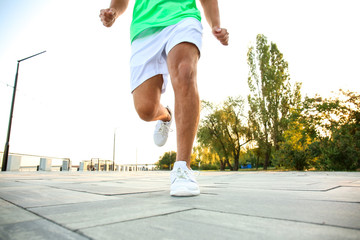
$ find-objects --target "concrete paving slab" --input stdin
[29,197,191,230]
[0,171,360,240]
[0,199,40,225]
[0,186,117,208]
[80,209,359,240]
[0,219,89,240]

· · ·

__Exercise directions__:
Please rewrite every line of the records above, requests included, but scale each bounding box coordinate in the answers by 0.5 and round to whole numbers, with halves going up. Leave out the pictures.

__Expected answer__:
$ find-objects --target "concrete paving slab" --input stdin
[15,99,96,115]
[0,86,180,120]
[0,100,20,113]
[0,93,59,104]
[40,105,180,120]
[0,110,45,120]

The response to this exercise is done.